EXCERPT TO READ:
--- BEGIN ---

Head-Mounted-Display Tracking for Augmented and Virtual Reality
Head tracking is a key technical component for AR and VR applications that use head-mounted displays. Many different head-tracking systems are currently in use, but one called “inside-out” tracking seems to have the edge for consumer displays.
by Michael J. Gourlay and Robert T. Held
IN 2016, several head-mounted displays (HMDs) reached the consumer marketplace, providing users with the ability to augment the real world with digital content
and immerse themselves in virtual worlds. A key technical component for this is “head tracking.” Tracking estimates the pose (orientation and sometimes position) of the HMD relative to where it has been in the past. Having that pose permits synchronization of a virtual camera with real-world head motion, which in turn allows virtual models (holograms) to appear as though they are locked to the world. This article provides a brief overview of how most tracking systems work, with a focus on technologies in use in contemporary HMDs.
Head position can be represented by the position along three head-centered axes (X, Y, and Z in Fig. 1) and by orientation relative to those axes. Tracking can be accomplished with a variety of sensors, including inertial and visual. (Others are possible, such as GPS and magnetic, but they will not be discussed here.) Some trackers provide only orientation, which entails three degrees of freedom (DoF). They are called 3 DoF trackers. Other trackers also provide position, so they are called 6 DoF trackers.
Fig. 1: The momentary position of the head is described by three position numbers: X corresponds to left-right position, Y corresponds to up-down, and Z corresponds to forward-backward (where the origin of the X-Y-Z coordinate system is the center of the head). Positional changes are described by changes in those three numbers. The momentary orientation of the head is described by rotations about the X, Y, and Z axes (where zero is normally referenced to earth-centered coordinates). Pitch corresponds to rotations about the X axis (head rotating up or down); yaw corresponds to rotations about the Y axis (rotating left or right); and roll corresponds to rotation about the Z axis (tilting the head to the side).
Inertial tracking is fast, cheap, and robust, but typically suffices only for 3 DoF tracking because the inertial tracking of position requires integration of
noisy acceleration measurements over time, which leads to a gradual accumulation of error. Visual tracking is comparatively slow and expensive but can be extremely accurate with essentially no drift. Combining these two techniques into visual-inertial tracking through “sensor fusion” yields the best of both worlds – low latency, high accuracy, and no drift – and enables high-quality augmented-reality (AR) and virtual-reality (VR) experiences.

--- END ---

THE DATA:
--- BEGIN ---

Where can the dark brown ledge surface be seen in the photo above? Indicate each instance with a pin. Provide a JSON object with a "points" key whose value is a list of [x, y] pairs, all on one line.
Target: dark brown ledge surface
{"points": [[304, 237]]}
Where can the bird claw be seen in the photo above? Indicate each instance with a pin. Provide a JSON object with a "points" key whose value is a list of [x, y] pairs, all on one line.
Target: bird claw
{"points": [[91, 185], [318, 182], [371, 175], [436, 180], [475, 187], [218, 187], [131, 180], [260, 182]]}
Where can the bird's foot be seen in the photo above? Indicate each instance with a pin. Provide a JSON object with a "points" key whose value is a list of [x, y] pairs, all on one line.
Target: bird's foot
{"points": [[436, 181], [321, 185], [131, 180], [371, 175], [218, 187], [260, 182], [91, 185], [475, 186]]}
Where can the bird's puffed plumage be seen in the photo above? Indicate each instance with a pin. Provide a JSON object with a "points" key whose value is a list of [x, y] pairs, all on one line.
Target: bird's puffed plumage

--- END ---

SET EXERCISE 1: Copy the passage of the head-tracking article from "Head-Mounted-Display Tracking for" up to and including "for consumer displays.".
SET EXERCISE 2: Count the lines in the rows above that contain the string "puffed", treating uppercase and lowercase as different, and reply with the number alone.

WORKED ANSWER 1:
Head-Mounted-Display Tracking for Augmented and Virtual Reality
Head tracking is a key technical component for AR and VR applications that use head-mounted displays. Many different head-tracking systems are currently in use, but one called “inside-out” tracking seems to have the edge for consumer displays.

WORKED ANSWER 2: 2